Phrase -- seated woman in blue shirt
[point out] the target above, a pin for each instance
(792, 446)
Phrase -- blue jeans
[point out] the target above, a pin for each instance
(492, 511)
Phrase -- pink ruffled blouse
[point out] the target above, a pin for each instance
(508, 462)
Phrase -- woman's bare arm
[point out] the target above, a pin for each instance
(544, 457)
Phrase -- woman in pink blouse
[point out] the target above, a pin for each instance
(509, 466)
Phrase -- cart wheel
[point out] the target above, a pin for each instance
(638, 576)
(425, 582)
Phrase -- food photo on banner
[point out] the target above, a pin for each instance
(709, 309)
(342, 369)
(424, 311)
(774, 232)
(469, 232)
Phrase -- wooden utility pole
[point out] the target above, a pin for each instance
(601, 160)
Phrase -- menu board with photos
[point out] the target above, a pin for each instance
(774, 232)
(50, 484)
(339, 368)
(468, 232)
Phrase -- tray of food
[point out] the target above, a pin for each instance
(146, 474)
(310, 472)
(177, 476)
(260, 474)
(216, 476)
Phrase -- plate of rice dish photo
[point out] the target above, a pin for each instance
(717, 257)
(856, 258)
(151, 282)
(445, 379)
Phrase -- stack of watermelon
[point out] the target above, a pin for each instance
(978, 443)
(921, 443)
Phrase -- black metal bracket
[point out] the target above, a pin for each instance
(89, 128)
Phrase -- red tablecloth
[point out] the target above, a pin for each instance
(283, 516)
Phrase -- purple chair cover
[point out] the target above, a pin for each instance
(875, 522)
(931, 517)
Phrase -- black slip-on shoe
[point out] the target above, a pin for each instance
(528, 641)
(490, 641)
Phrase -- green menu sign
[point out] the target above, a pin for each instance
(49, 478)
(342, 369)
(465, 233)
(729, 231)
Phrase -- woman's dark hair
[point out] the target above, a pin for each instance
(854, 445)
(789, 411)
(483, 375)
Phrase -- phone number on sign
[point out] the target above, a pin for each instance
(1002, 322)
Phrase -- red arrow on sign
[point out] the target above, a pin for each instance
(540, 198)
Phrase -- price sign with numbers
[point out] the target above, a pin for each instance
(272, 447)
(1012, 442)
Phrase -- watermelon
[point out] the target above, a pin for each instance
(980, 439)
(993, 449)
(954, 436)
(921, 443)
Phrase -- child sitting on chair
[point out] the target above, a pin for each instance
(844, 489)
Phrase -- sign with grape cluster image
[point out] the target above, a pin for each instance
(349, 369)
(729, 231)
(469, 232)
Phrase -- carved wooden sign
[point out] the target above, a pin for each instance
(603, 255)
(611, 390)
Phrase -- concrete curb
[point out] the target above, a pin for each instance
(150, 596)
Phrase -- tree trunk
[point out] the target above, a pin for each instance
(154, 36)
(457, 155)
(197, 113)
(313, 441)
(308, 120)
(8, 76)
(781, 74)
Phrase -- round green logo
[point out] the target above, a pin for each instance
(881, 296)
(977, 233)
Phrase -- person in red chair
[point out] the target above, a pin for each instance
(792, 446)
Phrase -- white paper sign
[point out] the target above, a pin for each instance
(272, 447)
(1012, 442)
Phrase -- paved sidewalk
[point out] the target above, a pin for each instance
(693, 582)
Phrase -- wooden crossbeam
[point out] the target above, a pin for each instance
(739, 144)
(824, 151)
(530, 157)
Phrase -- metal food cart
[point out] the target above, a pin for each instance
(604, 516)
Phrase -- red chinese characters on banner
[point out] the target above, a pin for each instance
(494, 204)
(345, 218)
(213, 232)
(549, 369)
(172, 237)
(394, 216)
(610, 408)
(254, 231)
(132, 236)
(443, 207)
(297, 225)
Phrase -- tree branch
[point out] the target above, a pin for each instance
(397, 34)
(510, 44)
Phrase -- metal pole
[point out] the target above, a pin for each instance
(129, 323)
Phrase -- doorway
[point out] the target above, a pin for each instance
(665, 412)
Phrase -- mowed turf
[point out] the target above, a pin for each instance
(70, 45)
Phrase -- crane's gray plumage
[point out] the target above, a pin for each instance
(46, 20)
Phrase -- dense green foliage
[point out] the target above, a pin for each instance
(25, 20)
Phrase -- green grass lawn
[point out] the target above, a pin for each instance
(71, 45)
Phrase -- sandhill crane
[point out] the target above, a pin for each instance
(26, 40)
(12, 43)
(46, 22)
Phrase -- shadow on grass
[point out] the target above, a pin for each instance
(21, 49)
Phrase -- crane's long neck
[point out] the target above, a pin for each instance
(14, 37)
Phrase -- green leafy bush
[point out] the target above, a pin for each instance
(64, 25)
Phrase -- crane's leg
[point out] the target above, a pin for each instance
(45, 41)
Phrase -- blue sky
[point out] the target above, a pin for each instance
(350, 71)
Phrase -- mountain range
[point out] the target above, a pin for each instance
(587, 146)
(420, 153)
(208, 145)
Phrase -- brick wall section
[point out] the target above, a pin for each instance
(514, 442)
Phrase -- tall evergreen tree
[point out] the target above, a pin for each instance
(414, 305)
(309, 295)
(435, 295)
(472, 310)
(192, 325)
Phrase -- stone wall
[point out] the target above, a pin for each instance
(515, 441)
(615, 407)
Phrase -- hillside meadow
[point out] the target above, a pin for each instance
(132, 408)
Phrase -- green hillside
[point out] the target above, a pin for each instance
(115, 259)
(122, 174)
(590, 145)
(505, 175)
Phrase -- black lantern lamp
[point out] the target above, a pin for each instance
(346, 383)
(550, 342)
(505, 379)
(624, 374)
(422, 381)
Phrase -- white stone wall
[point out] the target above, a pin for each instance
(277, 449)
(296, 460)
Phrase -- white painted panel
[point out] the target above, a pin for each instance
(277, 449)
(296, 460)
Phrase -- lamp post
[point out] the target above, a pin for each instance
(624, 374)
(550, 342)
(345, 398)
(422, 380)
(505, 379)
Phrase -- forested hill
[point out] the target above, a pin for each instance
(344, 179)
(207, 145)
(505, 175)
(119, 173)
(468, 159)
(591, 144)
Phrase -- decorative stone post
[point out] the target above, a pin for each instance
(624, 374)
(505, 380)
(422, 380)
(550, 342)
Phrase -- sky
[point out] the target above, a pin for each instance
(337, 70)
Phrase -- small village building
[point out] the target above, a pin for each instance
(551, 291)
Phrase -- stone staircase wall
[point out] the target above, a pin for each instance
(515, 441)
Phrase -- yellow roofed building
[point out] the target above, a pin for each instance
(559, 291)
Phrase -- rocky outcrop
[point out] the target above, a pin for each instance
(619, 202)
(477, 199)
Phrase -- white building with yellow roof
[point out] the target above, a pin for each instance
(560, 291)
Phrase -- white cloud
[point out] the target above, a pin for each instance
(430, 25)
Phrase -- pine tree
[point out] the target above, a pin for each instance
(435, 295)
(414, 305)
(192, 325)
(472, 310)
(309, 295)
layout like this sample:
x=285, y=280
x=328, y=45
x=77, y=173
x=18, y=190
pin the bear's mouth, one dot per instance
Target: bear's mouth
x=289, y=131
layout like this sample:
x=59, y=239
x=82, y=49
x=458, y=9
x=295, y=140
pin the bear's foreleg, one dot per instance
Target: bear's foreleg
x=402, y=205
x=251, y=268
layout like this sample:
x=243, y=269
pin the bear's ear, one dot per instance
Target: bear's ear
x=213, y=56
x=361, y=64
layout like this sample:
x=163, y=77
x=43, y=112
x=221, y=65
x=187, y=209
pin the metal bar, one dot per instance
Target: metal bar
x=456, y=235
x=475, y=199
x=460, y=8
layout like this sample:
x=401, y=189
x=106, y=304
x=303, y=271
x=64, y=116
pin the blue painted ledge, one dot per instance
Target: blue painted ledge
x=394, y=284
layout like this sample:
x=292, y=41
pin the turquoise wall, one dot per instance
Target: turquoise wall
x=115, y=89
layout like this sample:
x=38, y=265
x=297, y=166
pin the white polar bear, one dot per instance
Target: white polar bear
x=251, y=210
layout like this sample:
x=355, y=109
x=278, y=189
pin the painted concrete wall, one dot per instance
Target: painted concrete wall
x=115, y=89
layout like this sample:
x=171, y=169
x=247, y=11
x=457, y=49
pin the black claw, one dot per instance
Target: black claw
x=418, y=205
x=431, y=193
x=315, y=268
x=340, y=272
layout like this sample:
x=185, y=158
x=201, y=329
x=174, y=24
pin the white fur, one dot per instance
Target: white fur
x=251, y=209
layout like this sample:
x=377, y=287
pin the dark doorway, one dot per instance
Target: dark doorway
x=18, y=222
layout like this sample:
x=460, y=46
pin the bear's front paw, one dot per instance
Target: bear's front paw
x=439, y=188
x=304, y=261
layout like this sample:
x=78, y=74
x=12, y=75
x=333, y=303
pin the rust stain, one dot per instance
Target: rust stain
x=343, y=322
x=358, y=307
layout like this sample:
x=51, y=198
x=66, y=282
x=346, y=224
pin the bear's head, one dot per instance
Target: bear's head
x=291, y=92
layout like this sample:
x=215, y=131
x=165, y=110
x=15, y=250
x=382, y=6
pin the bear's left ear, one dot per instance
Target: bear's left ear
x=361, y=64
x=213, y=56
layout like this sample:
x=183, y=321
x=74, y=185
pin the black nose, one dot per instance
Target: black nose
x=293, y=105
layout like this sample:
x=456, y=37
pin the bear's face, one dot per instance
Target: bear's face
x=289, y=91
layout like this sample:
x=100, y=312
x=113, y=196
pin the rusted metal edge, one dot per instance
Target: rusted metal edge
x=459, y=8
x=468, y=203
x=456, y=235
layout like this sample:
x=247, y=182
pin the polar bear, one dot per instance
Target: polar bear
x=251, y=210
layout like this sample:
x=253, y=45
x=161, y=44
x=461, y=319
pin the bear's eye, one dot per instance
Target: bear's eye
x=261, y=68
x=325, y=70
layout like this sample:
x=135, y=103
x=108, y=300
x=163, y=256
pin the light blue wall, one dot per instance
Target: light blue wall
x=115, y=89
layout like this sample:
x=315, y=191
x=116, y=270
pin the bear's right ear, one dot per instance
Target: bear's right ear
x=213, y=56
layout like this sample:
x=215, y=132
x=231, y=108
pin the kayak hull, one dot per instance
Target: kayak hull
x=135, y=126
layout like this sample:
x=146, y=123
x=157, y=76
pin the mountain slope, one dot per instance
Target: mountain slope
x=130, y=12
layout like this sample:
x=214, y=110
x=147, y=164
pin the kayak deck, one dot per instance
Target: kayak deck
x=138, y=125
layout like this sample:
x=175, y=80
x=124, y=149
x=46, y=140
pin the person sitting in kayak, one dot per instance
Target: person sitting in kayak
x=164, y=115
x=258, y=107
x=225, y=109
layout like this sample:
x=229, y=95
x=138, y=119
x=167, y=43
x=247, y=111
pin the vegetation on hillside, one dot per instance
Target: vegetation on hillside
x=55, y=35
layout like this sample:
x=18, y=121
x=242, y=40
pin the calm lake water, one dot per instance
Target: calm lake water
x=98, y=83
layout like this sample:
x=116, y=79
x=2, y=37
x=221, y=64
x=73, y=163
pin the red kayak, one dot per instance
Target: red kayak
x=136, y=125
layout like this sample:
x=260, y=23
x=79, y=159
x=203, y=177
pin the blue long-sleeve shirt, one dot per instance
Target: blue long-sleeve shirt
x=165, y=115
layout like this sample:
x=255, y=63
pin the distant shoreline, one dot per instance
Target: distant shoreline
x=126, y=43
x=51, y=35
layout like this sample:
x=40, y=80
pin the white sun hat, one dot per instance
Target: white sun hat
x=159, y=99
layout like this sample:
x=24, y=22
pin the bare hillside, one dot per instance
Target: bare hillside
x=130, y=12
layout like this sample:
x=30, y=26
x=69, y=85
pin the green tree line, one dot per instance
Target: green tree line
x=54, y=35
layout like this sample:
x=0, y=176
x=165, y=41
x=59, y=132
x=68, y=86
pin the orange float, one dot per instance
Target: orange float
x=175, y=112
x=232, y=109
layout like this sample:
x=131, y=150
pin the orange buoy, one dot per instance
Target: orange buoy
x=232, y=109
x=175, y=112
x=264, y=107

=-=-=

--- Task description ---
Count the lines above that contain the string "chair", treating uppercase and lowercase letters as different. Reply with the number alone.

--- Full answer ---
3